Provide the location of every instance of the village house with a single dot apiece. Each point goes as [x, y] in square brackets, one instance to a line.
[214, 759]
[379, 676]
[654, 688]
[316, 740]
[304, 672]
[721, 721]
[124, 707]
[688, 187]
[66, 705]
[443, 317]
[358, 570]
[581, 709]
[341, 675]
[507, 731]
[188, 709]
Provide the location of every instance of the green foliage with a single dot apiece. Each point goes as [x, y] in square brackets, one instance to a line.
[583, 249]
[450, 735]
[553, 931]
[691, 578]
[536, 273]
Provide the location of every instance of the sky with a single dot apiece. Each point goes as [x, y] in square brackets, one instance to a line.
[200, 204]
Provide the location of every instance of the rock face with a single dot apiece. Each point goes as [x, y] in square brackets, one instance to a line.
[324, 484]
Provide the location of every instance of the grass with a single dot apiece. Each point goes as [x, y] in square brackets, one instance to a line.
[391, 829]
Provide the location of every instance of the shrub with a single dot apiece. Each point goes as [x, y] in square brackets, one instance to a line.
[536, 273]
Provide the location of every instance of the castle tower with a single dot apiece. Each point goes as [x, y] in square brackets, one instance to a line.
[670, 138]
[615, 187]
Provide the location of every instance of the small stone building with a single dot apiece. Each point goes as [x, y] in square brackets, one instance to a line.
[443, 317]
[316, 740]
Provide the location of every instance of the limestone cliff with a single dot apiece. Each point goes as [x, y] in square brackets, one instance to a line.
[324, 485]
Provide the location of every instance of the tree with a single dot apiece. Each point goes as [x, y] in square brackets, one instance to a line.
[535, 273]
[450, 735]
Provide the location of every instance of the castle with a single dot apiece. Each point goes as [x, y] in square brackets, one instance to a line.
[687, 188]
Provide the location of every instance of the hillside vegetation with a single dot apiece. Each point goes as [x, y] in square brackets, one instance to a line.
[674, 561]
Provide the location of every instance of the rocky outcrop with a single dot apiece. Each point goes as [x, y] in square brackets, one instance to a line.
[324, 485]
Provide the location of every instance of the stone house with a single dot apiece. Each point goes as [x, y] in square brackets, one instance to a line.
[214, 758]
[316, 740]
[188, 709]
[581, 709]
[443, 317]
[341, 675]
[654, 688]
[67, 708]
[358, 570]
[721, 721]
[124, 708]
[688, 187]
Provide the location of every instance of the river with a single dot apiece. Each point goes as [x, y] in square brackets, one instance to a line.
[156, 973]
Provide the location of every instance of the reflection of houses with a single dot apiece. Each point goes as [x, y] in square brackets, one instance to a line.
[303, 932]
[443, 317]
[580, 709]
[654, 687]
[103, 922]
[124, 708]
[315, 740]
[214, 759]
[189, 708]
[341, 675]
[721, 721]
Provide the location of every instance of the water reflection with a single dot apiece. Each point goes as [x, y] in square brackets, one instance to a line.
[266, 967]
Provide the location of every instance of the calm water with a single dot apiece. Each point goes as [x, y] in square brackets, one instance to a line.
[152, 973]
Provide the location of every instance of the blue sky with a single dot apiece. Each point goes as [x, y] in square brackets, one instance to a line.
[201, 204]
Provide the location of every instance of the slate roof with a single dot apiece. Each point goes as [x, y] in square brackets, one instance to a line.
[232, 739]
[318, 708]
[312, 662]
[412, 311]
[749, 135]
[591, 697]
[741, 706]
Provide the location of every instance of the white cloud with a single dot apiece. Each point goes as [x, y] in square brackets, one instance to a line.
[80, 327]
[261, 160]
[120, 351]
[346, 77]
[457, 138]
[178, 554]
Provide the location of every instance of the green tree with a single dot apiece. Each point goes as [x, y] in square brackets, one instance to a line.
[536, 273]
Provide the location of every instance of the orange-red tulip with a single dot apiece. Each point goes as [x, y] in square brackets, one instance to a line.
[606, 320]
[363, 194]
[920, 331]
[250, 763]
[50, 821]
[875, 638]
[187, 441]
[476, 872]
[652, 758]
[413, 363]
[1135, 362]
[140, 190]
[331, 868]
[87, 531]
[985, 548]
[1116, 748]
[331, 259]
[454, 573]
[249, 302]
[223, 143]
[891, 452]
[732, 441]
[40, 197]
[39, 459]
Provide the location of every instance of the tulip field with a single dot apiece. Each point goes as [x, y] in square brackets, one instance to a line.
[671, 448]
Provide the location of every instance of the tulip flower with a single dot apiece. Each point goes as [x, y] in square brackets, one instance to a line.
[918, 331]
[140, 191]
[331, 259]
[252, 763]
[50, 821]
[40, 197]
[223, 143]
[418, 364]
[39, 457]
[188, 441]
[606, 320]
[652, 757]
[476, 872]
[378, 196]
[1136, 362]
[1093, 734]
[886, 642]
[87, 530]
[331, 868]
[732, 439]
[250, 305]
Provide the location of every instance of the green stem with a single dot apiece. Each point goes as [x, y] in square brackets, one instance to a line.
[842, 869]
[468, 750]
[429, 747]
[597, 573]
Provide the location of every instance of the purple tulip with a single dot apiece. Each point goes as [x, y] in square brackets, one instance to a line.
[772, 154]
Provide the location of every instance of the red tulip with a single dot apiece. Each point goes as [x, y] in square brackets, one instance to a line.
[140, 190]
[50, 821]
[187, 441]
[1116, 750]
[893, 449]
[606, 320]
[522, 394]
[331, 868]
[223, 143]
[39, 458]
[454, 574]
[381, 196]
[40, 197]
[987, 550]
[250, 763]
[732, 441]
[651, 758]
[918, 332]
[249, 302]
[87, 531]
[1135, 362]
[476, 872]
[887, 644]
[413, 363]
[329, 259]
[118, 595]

> **Prompt**
The task calls for every line of the material to be reproduced precisely.

> **Answer to the exercise**
Provide the location of every instance of the village house with a single dot apiece. Each point goes as [x, y] in square brackets, one instance to a line.
[214, 759]
[379, 676]
[654, 688]
[316, 740]
[304, 672]
[721, 721]
[124, 707]
[688, 187]
[66, 705]
[443, 317]
[358, 570]
[581, 709]
[341, 675]
[507, 731]
[188, 709]
Provide the location of every instance of the green foliage with a single dot apiece. Each point goes as [x, y] in square brackets, one instance to a line.
[583, 249]
[450, 735]
[553, 931]
[691, 578]
[536, 273]
Provide the location of every instance of the sky with a single dot apiece. Each point goes as [x, y] in square brackets, one instance to a line.
[200, 204]
Provide the location of every instance of the rock face with a single dot apiece. Each point goes as [x, y] in square brackets, one instance to a line.
[324, 484]
Provide the location of every instance of the grass with a single dot apiece. Each point goes as [x, y] in square brackets, one instance to a line.
[391, 829]
Provide the location of every instance of the shrub with a single dot apiece. Each point goes as [x, y] in square brackets, one instance to a line.
[536, 273]
Provide the location of every instance of the castle tower with a single dot apiece. Each point goes as [x, y] in square brackets, one instance to a line.
[670, 138]
[615, 187]
Provide the location of every instance of the small stone building with a single dot apiece. Each point goes as [x, y] in square brackets, one instance to a line.
[443, 317]
[316, 740]
Provide the location of every instance of the limestone cliff with a single dot apiece. Each point goes as [x, y] in square brackets, one instance to a line.
[324, 485]
Provide the location of every instance of the tree with a single dot apiece. Each point goes as [x, y] in square brackets, one instance to a line.
[535, 273]
[450, 735]
Provide the location of every instance of the castle with a single dot apiece. Each point goes as [x, y] in square brackets, one instance to a line.
[687, 188]
Provide the location of every instance of the hillside vegetation with a single dot apiece. Each point goes as [x, y] in square brackets, one instance to a line.
[674, 561]
Provide the location of every instance of the rocky outcrop with a single dot apiece. Each point goes as [x, y] in square brackets, one instance to a line.
[324, 485]
Provide the location of every instance of the stone house with a single dot apiece. Each point goes as [x, y] in square brackets, one instance to a line.
[214, 758]
[316, 740]
[188, 709]
[581, 709]
[443, 317]
[341, 675]
[654, 688]
[67, 708]
[358, 570]
[721, 721]
[124, 708]
[688, 187]
Provide the location of every instance of the river with a single dot apiece. Each point goes as [x, y] in square brackets, one instance to a line.
[156, 973]
Provide the location of every instance of the reflection of houses with a single dot apiece. Each point goes as [x, y] in square brackets, one instance to a line.
[303, 932]
[443, 317]
[580, 709]
[654, 687]
[103, 922]
[124, 708]
[315, 740]
[214, 759]
[189, 708]
[341, 675]
[721, 721]
Provide the location of every instance of the water reflection with a single dot apiece. Each point goes as [x, y] in square brackets, one instance to a line.
[266, 967]
Provide the location of every instance of the calm water with a single dot apiece. Each point goes as [x, y] in square brackets, one instance to a line.
[152, 973]
Provide the location of every instance of the blue sky with a single dot apiece. Each point goes as [x, y] in square brackets, one instance to a line.
[201, 204]
Provide the location of every instance of the slate roof with a single dot apiece. Each point goes as [x, y] in square brackets, one instance to a line.
[232, 739]
[318, 708]
[312, 662]
[412, 311]
[749, 135]
[591, 697]
[741, 706]
Provide the location of every instance of the white cloud with a single dot apiece. Each point goes as [x, y] in square brackets, one instance to a line.
[80, 327]
[261, 160]
[120, 351]
[346, 77]
[457, 138]
[178, 554]
Provide the location of every instance of the green tree with a single dot apiece. Each point goes as [x, y] in square brackets, one instance to a line.
[536, 273]
Provide the location of every instance of the orange-red tulip with a single dot apiece. Each point goes as [x, y] in square brackets, one instance to a line.
[606, 320]
[363, 194]
[920, 331]
[250, 763]
[50, 821]
[875, 638]
[187, 441]
[476, 872]
[652, 758]
[413, 363]
[1135, 362]
[140, 190]
[331, 868]
[87, 531]
[985, 548]
[1116, 748]
[331, 259]
[454, 573]
[249, 302]
[223, 143]
[891, 452]
[732, 441]
[40, 197]
[39, 459]
Provide the location of every instance of the tulip field with a single dot apiece. Each point goes as [x, y] in square brackets, one instance to a line.
[671, 448]
Provide the location of every instance of the tulip flower with a single dot apiece. Each point goes as [x, y] in square brackets, one instance to a line.
[918, 331]
[140, 191]
[331, 259]
[252, 763]
[50, 821]
[40, 197]
[223, 143]
[418, 364]
[39, 457]
[188, 441]
[606, 320]
[652, 757]
[476, 872]
[378, 196]
[1136, 362]
[1093, 734]
[886, 642]
[87, 530]
[331, 868]
[732, 439]
[250, 305]
Provide the location of every instance of the green stem with a single dot apiece. Each point goes as [x, y] in square brackets, one instance to a line.
[842, 869]
[468, 750]
[429, 747]
[597, 573]
Provide the location of every instance of the purple tulip with a single dot apiece. Each point goes as [x, y] in square brackets, one instance to a line.
[772, 154]
Provide the location of every instance of the red tulip with a single dot apiece. Each point goes as [x, y] in square brackets, one instance to a line.
[140, 190]
[50, 821]
[187, 441]
[1116, 750]
[893, 449]
[606, 320]
[522, 394]
[331, 868]
[223, 143]
[39, 458]
[454, 574]
[381, 196]
[40, 197]
[987, 550]
[250, 763]
[732, 441]
[651, 758]
[918, 332]
[249, 302]
[87, 531]
[1135, 362]
[476, 872]
[887, 644]
[413, 363]
[329, 259]
[118, 595]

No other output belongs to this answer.